EXTRACTED MATERIAL:

============

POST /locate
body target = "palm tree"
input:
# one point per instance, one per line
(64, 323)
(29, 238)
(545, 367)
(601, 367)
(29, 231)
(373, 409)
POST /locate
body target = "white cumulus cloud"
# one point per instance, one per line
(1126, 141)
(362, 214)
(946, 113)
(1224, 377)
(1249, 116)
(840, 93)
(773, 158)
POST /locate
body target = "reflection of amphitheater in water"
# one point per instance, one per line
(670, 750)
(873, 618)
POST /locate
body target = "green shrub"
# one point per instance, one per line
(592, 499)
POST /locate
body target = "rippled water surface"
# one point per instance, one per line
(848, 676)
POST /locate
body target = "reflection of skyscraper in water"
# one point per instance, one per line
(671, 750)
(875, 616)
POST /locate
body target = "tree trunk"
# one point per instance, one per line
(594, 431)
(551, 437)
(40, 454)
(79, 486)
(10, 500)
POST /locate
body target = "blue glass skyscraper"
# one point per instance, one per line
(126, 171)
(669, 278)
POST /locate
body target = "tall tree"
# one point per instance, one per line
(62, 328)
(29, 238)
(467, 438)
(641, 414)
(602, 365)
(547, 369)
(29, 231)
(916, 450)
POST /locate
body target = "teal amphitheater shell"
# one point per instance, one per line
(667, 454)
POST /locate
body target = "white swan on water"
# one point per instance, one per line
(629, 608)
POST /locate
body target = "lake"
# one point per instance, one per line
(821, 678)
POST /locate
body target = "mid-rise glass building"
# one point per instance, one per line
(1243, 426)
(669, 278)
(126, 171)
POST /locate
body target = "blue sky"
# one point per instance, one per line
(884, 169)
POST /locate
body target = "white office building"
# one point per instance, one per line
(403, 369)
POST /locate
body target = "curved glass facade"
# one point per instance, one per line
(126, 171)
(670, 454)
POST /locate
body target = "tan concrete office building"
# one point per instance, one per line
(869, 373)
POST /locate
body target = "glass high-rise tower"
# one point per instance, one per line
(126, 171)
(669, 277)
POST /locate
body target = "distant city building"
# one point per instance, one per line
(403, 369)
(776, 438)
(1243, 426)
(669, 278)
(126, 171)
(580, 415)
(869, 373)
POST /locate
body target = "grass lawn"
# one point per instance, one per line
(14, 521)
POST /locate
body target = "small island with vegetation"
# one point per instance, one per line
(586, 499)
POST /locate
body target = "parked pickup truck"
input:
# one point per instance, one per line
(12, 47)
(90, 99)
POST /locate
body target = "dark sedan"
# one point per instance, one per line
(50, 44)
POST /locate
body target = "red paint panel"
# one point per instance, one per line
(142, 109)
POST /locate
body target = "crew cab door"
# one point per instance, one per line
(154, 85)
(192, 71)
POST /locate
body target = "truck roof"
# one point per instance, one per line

============

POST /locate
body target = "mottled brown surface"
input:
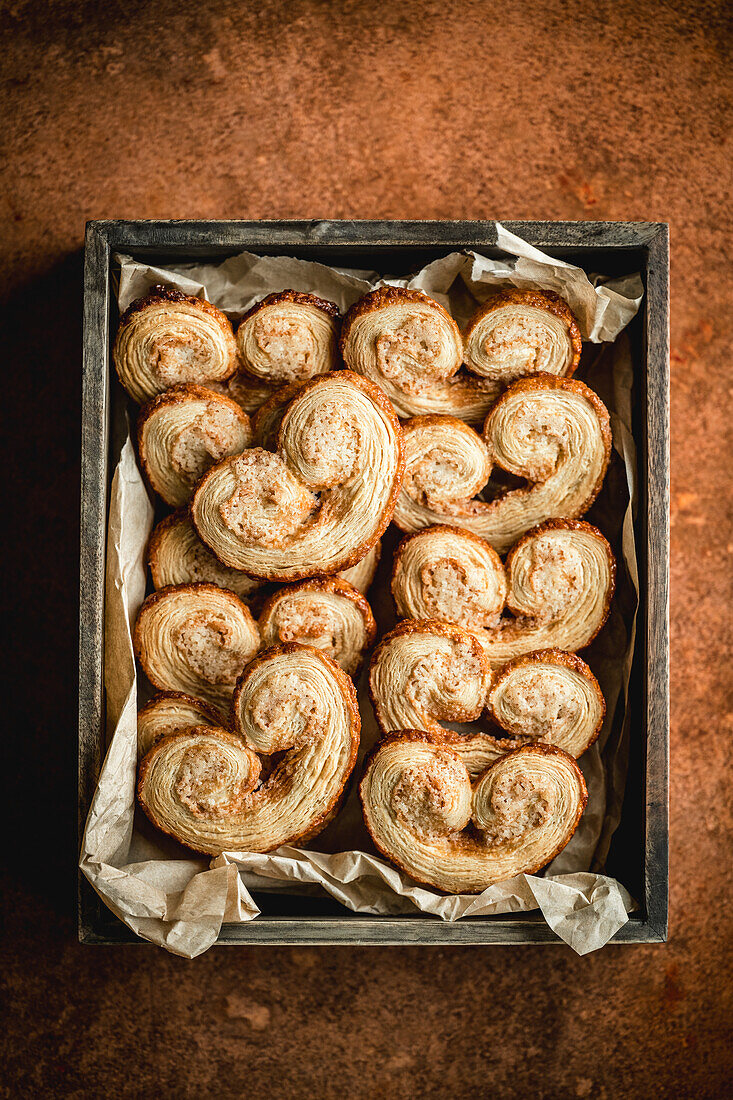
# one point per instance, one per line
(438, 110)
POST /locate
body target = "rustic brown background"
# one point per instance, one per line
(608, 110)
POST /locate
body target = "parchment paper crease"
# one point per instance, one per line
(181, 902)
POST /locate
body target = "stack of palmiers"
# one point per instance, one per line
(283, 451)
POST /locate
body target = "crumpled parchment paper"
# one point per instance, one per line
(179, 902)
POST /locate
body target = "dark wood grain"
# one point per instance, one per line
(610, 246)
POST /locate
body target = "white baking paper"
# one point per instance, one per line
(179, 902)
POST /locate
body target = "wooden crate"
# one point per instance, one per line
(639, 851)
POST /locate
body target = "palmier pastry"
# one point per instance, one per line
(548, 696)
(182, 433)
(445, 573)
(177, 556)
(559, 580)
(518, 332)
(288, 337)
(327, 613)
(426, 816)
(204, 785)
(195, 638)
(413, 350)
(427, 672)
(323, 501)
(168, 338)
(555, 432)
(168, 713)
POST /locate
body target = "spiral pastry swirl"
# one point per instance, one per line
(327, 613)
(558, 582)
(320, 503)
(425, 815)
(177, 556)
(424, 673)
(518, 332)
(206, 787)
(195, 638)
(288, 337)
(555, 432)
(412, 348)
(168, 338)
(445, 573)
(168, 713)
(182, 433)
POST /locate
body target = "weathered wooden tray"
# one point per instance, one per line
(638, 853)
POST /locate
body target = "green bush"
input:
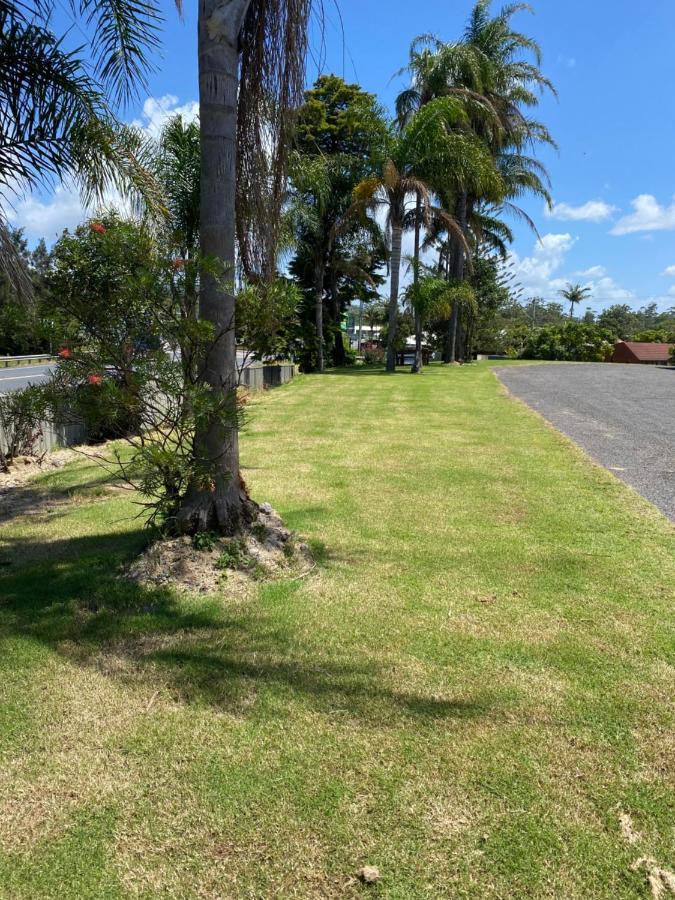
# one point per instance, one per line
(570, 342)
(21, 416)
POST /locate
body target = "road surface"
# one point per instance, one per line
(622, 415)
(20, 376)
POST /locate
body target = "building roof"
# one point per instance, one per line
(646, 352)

============

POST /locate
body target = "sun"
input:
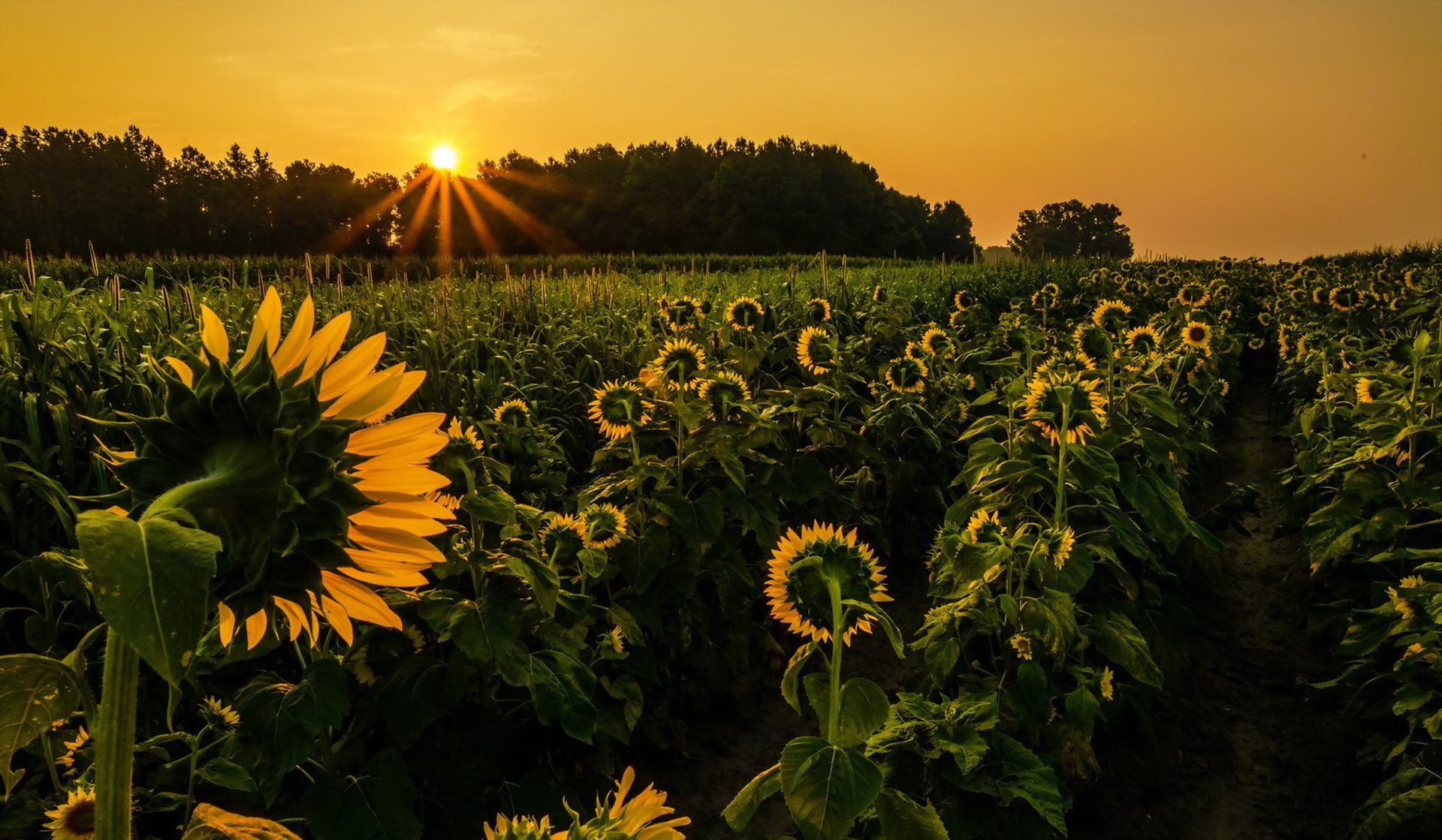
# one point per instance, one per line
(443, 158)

============

SET TASK:
Which lines of the items contain the word "blue"? Copy each of those lines.

SOLUTION TO THIS TASK:
body target = "blue glass skyscraper"
body target = "blue sky"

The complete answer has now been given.